• _Extrait du document_

****************************************

M. Aymeri de Montesquiou. Nous sommes condamnés à lutter sans concession contre le fondamentalisme islamiste. Il faut frapper fort, mais cet effort sera totalement inutile s'il n'est pas précédé, accompagné, suivi par un effort économique et social très important.

Soyons solidaires et fidèles à nos alliés dans l'effort de guerre, mais il faut que la France se tienne aux avant-postes pour l'effort de paix. (Applaudissements sur les travées du RDSE, du groupe socialiste et du groupe CRC, ainsi que sur certaines travées de l'UC-UDF.)

M. le président. La parole est à M. Philippe Nogrix.

M. Philippe Nogrix. Monsieur le président, monsieur le Premier ministre, mes chers collègues, c'est d'un sujet, bien sûr, extrêmement important dont nous débattons aujourd'hui : la présence française en Afghanistan.

Il n'est pas anodin de rappeler que, si cette opération est menée dans le cadre de l'OTAN, c'est sur mandat de l'ONU. De plus, depuis le début de l'opération, en 2001, la France a choisi de n'apporter qu'une participation très inférieure à celle de pays européens comparables tels que la Grande-Bretagne ou l'Allemagne - environ 2 000 hommes sur 60 000.

****************************************

• _Données fournies_
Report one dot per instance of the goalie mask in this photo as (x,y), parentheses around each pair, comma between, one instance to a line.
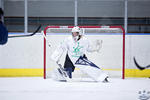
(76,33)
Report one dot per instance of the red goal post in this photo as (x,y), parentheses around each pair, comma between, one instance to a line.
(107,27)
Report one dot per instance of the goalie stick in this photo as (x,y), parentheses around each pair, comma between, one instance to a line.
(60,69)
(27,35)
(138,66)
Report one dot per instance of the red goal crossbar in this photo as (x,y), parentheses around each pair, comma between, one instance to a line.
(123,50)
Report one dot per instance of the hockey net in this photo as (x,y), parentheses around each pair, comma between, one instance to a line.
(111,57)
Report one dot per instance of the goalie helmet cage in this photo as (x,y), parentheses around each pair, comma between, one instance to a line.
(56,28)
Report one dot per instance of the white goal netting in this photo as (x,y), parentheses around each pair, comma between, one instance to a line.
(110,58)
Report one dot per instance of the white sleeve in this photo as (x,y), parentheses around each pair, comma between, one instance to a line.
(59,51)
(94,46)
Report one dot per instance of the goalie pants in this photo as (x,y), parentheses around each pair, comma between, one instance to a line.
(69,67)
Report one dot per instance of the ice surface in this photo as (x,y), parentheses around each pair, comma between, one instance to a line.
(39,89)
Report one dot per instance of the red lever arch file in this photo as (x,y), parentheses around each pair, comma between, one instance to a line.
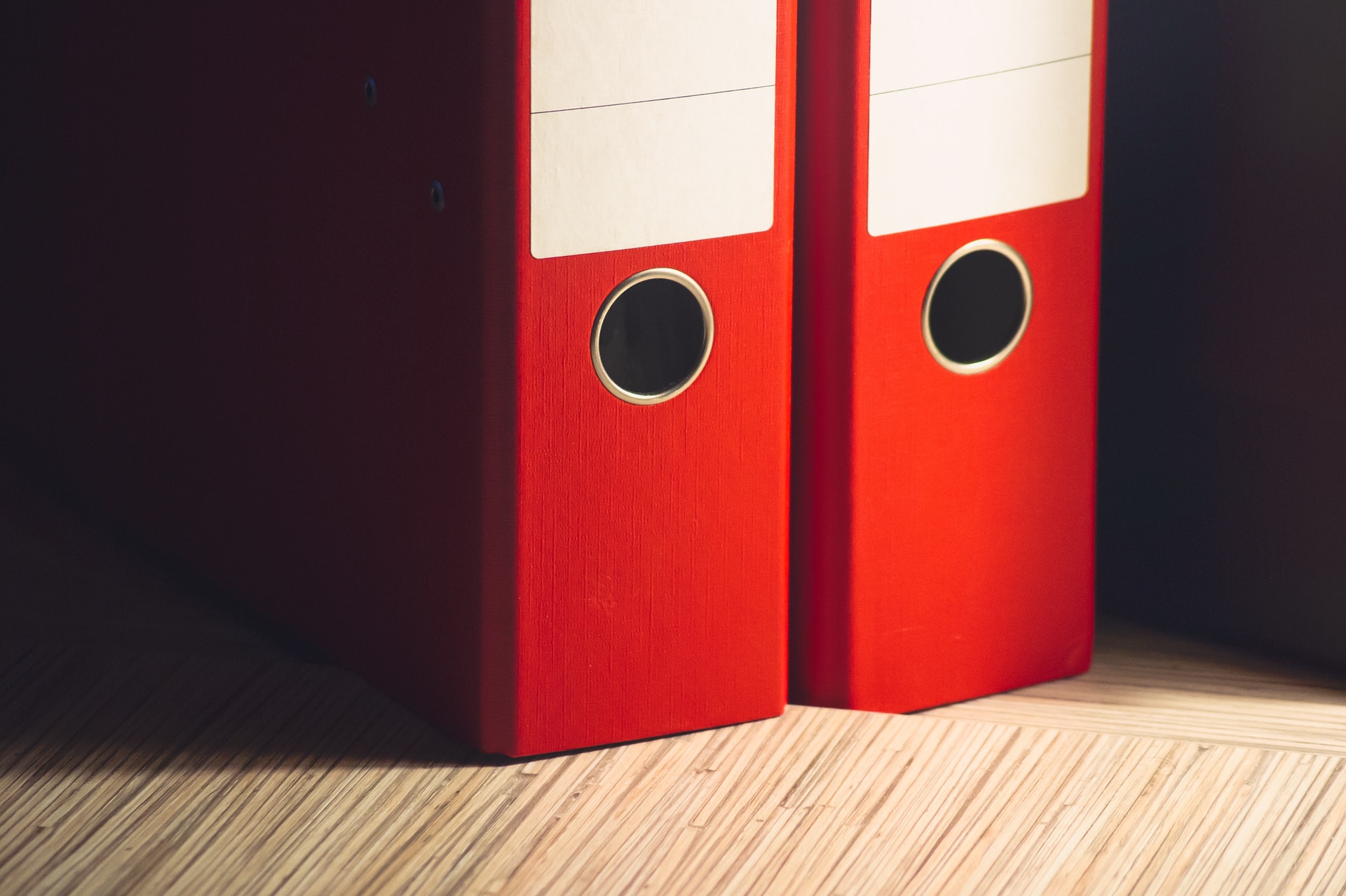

****************************************

• _Consignes_
(a) Dites si chacune des affirmations suivantes concorde avec l'extrait du débat sur l'Afghanistan en répondant oui ou non, avec les mots décisifs du texte cités à l'identique : (i) selon M. Philippe Nogrix, l'opération en Afghanistan se déroule sur mandat de l'ONU ; (ii) selon M. Aymeri de Montesquiou, l'effort militaire suffit à lui seul ; (iii) la France engage davantage d'hommes que l'Allemagne.
(b) Rédigez la suite de l'intervention sur la présence française en Afghanistan, en partant de la dernière phrase de l'extrait.

• _Réponses par consigne_
(a)
(i) Oui : « si cette opération est menée dans le cadre de l'OTAN, c'est sur mandat de l'ONU ».
(ii) Non : « cet effort sera totalement inutile s'il n'est pas précédé, accompagné, suivi par un effort économique et social très important ».
(iii) Non : « la France a choisi de n'apporter qu'une participation très inférieure à celle de pays européens comparables tels que la Grande-Bretagne ou l'Allemagne ».

(b)
Aujourd'hui, ce n'est plus un secret pour personne, la France a décidé de renforcer sa présence militaire en Afghanistan.

Alors que, au départ, le Président de la République semblait souhaiter réserver la primeur de sa décision à nos partenaires de l'OTAN à l'occasion du sommet qui se tiendra à partir de demain à Bucarest, il a changé d'avis, l'annonçant à Londres au cours de son intervention devant le Parlement britannique. Demain, cette décision sera confirmée à Bucarest. L'effet d'annonce imaginé, d'abord, en direction des nos 25 partenaires de l'Alliance atlantique est donc tombé à plat et nous autres, parlementaires français, sommes placés devant le fait accompli !

C'est donc « plié », la décision est prise : la France va envoyer 1 000 hommes supplémentaires en Afghanistan. Elle possède actuellement sur ce théâtre 1 600 hommes, si l'on inclut ceux qui sont basés au Tadjikistan, et 2 200, si l'on comptabilise les forces embarquées sur les navires français dans le cadre du volet maritime de l'opération « Liberté immuable », que les Américains dirigent.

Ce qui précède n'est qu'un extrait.